— Provided passage —
****************************************

Mozilla invited Anthropic’s large language model, Claude, to a two-week bug-hunting sprint inside Firefox’s 25-million-line codebase. The model responded by filing 22 vulnerability reports—14 rated high-severity, 7 medium, 1 low—without a single coffee break.
The Numbers
- Total bugs: 22
- High-severity: 14 (CVSS ≥ 7.0)
- Remote-code-execution: 4
- UXSS (Universal Cross-Site Scripting): 3
- Sandbox escapes: 2
- Average time from prompt to PoC: 3.6 hours
How Claude Did It
Mozilla gave the model read-only access to mozilla-central, a trimmed-down Docker build environment, and a fuzzing harness adapted from domino-fast. Instead of generic “find bugs” prompts, engineers used a chain-of-thought template that asked Claude to:
- Identify attack surface (IPC, WebIDL, JIT stubs).
- Generate targeted input grammars.
- Cross-reference findings with existing Bugzilla entries to avoid duplicates.
The model produced standalone regression tests for 20 of the 22 bugs—something most human bounty hunters leave for Mozilla devs to write.
Sample Bug: CVE-2024-4237
Class: Use-after-free in StructuredCloneHolder::Read.
Trigger: A ServiceWorker posting a nested SharedArrayBuffer after a cross-origin navigation.
Impact: UXSS on Android nightly builds.
Claude’s PoC: 42 lines of JavaScript—no heap-grooming gymnastics required.

****************************************

— Exercise objective —
Continue the Firefox bug-hunting article from the point where it stops. The records that come next are from a different source than the Firefox bug-hunting article.

— Listed entries —
****************************************

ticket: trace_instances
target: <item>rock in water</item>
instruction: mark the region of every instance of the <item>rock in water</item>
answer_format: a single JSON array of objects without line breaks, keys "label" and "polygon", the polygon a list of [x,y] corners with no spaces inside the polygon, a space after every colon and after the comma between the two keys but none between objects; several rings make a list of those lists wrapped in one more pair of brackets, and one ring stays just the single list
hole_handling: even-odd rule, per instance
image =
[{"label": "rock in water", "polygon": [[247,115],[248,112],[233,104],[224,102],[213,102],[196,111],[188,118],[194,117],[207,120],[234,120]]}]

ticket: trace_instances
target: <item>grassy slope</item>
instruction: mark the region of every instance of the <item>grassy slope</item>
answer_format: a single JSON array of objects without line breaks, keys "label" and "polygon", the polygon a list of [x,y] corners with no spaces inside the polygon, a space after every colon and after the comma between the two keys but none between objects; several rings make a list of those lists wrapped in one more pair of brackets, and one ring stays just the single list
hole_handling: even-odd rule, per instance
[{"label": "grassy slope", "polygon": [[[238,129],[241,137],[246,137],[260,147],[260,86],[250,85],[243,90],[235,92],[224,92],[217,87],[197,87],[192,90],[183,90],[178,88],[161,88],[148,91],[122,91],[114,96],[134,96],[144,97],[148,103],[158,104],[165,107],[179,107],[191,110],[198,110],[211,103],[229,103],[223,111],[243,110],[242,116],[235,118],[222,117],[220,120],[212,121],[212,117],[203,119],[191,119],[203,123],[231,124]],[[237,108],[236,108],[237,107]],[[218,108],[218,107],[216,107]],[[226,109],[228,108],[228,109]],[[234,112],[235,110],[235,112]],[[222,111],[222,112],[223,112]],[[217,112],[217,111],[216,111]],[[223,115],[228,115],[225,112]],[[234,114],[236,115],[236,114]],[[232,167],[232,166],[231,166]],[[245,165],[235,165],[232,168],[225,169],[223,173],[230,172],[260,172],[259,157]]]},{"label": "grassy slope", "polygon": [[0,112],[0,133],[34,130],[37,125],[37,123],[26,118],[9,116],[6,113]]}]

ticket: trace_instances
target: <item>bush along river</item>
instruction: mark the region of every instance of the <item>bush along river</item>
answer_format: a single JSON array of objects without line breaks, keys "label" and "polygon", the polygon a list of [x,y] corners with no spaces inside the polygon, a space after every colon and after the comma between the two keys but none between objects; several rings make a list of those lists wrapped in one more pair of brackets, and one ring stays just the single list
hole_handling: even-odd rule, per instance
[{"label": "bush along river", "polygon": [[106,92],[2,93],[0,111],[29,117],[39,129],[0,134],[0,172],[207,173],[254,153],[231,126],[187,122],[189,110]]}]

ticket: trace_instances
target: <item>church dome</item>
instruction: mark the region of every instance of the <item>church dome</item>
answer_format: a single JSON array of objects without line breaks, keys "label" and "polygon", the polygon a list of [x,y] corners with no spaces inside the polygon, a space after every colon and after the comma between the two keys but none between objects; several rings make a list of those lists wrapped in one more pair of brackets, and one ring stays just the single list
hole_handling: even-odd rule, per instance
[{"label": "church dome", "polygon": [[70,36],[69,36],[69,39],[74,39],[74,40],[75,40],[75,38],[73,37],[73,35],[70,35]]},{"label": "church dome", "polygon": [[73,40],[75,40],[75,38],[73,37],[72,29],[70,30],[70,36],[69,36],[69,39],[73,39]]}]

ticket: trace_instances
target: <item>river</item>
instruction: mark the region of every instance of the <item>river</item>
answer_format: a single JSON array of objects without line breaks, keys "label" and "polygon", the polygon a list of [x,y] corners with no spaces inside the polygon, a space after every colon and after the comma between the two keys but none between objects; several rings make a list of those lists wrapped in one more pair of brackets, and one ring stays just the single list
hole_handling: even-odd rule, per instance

****************************************

— Answer below —
Marketing Reality Check
Anthropic’s press release calls Claude a “critical ally in securing the open web.” Translation: it’s still a probabilistic autocomplete that hallucinates; Mozilla’s static-analysis pipeline filtered out 60 % of false positives before a human ever saw them. Useful? Absolutely. Magic? Nope.
Firefox’s Response
Patches landed in Nightly within 72 hours for 12 of the 14 high-severity bugs. Two remain embargoed until the next ESR merge. Mozilla paid Anthropic a fixed consulting fee—no per-bug bounties—so the dollar-per-vuln ratio remains undisclosed.
The Benchmark Question
Can we score LLM bug hunting like we score SPECint? Not yet. Mozilla plans to open-source the evaluation harness later this quarter; until then, take any “LLMs out-hack humans” headline with a 3.6-gram grain of salt.
Bottom Line
Twenty-two real bugs squashed before they hit stable release is a win for Firefox users. It’s also a reminder that large language models are just another tool—sharp, occasionally unpredictable, and only as good as the engineer wielding them.